::: Supplied data

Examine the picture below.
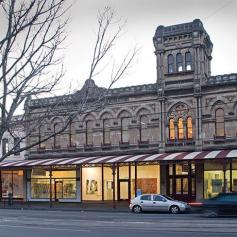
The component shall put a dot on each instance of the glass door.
(58, 186)
(182, 182)
(123, 189)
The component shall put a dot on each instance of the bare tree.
(35, 32)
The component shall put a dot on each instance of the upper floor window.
(89, 132)
(56, 135)
(189, 128)
(171, 129)
(220, 122)
(41, 136)
(170, 63)
(143, 128)
(106, 131)
(179, 62)
(180, 129)
(5, 146)
(17, 145)
(124, 130)
(188, 61)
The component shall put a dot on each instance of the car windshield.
(169, 198)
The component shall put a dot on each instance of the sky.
(143, 16)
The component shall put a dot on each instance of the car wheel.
(137, 209)
(174, 209)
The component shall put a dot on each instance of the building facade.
(176, 136)
(12, 181)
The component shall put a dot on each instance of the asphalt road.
(27, 223)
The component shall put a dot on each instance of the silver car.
(157, 202)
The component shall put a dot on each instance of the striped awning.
(197, 155)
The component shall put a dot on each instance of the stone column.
(199, 171)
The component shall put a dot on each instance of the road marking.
(43, 228)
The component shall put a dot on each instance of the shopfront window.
(12, 182)
(108, 183)
(148, 179)
(92, 183)
(63, 184)
(180, 128)
(234, 176)
(216, 180)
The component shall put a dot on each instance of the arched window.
(106, 131)
(179, 62)
(189, 128)
(220, 123)
(188, 61)
(180, 129)
(41, 136)
(70, 133)
(124, 130)
(56, 136)
(89, 132)
(143, 128)
(170, 63)
(171, 129)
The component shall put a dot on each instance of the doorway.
(58, 188)
(123, 189)
(182, 181)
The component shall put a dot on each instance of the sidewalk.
(85, 206)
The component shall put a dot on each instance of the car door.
(160, 203)
(146, 202)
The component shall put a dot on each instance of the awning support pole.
(113, 173)
(0, 185)
(50, 187)
(135, 186)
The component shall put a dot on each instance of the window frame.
(106, 132)
(170, 62)
(124, 131)
(143, 129)
(173, 129)
(187, 128)
(218, 123)
(179, 62)
(179, 128)
(89, 133)
(188, 61)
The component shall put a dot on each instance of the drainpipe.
(114, 173)
(50, 187)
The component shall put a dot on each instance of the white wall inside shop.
(29, 189)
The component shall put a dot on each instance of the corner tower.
(183, 56)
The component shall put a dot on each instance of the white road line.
(43, 228)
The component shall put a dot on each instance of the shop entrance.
(182, 182)
(58, 187)
(123, 189)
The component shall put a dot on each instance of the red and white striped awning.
(197, 155)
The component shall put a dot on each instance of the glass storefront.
(108, 184)
(182, 181)
(216, 178)
(12, 182)
(234, 176)
(63, 184)
(92, 183)
(148, 179)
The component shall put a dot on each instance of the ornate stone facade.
(136, 119)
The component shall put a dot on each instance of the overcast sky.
(143, 16)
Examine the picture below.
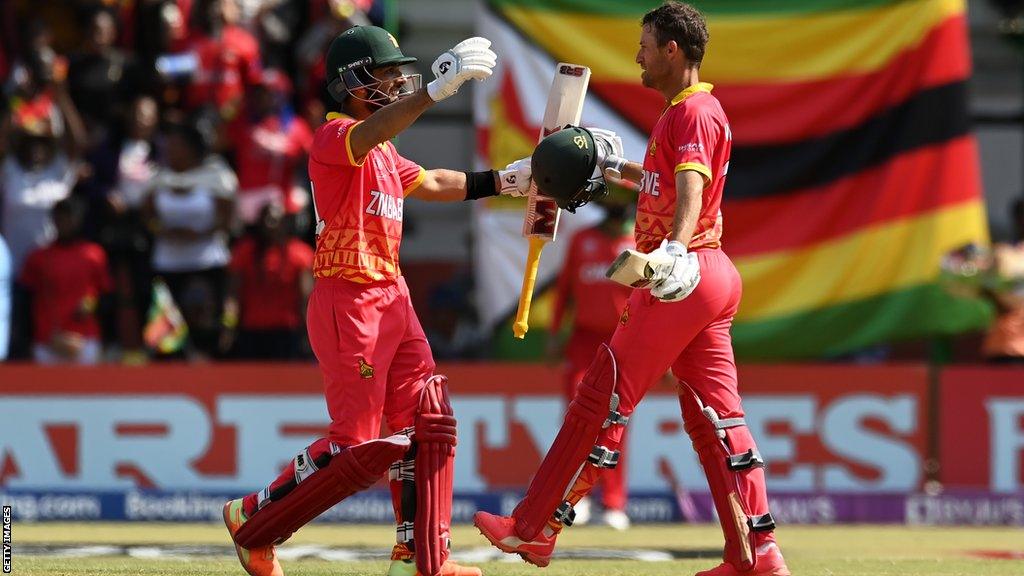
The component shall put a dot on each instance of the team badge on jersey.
(366, 369)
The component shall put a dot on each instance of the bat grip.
(526, 293)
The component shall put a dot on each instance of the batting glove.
(515, 177)
(682, 278)
(609, 152)
(469, 59)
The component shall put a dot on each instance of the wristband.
(480, 184)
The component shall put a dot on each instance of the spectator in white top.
(189, 212)
(39, 172)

::::::

**Problem**
Could you please repeat the entries above exactly, with every picture left out?

**Task solution**
Examine the picture below.
The component shall put a dot on each instance of the glass door.
(58, 186)
(182, 182)
(123, 189)
The component shall put a dot on each instance of the bare tree.
(35, 32)
The component shall put a dot on each instance of the upper floor window.
(89, 132)
(56, 135)
(189, 128)
(171, 129)
(220, 122)
(41, 136)
(170, 63)
(143, 128)
(106, 131)
(179, 62)
(180, 129)
(5, 146)
(17, 145)
(124, 130)
(188, 61)
The component shall put a dot on each instance of the car windshield.
(169, 198)
The component shall put a dot on each instance of the sky.
(143, 16)
The component shall put a dot on each instance of the car wheel.
(137, 209)
(174, 209)
The component shall put a dot on each instance of the building facade.
(176, 136)
(12, 181)
The component shall put a dot on each instance of the asphalt road.
(27, 223)
The component shall put a dot on each instance of the silver car.
(157, 202)
The component shall put a dot on each instance of the striped awning.
(197, 155)
The component shall put a dot on each instance of the stone column.
(199, 171)
The component shall put a dot on each instance of the road marking.
(43, 228)
The component shall put a dot on each instance of the shopfront window.
(12, 182)
(108, 183)
(148, 179)
(92, 183)
(63, 184)
(180, 128)
(234, 176)
(216, 180)
The component shall put a dot on each instance of the arched window.
(106, 131)
(179, 62)
(189, 128)
(220, 123)
(188, 61)
(180, 129)
(41, 136)
(70, 133)
(124, 130)
(56, 136)
(89, 132)
(143, 128)
(170, 63)
(171, 129)
The component shall put a dot on each instance of the doorway.
(58, 188)
(123, 189)
(182, 181)
The component shall put a dot on each instance of the sidewalk.
(85, 206)
The component shall put a dot on each instance of the car door.
(160, 203)
(146, 202)
The component shall put a dot on each instance of the awning support pole.
(113, 173)
(0, 185)
(50, 187)
(135, 186)
The component shall put a dot on each instance of the window frame.
(106, 132)
(170, 62)
(124, 131)
(143, 129)
(173, 129)
(187, 128)
(218, 123)
(179, 62)
(179, 128)
(89, 133)
(188, 61)
The component shall put a dot on each instance of the drainpipe.
(114, 173)
(50, 187)
The component shall put a dot on each instance of the white wall inside shop.
(29, 189)
The component shall put a dot on each instance of the corner tower.
(183, 56)
The component shall put a dot on each instance of the white road line.
(43, 228)
The component shall put a dot on each instance of the shop entrance.
(182, 182)
(58, 187)
(123, 189)
The component shall put a dot on each instance of the red and white striped awning.
(197, 155)
The component shall put a dot on each instance of the glass storefront.
(108, 184)
(182, 181)
(216, 178)
(12, 182)
(234, 176)
(63, 184)
(92, 183)
(148, 179)
The component shall put a dot on each instance of the ornate stone facade.
(136, 119)
The component shall put a dot on each instance of the overcast sky.
(143, 16)
Examine the picture below.
The component shall put a dot on each instance of the team badge on jersey.
(366, 369)
The component shall put a dot on each instance of the bat grip.
(526, 293)
The component shall put a dot on each instance of the batting glove.
(515, 177)
(682, 278)
(609, 152)
(469, 59)
The component shall put a dot on each instance of the wristband.
(480, 184)
The component shall put a dot on each instance of the spectator in white top.
(189, 212)
(39, 172)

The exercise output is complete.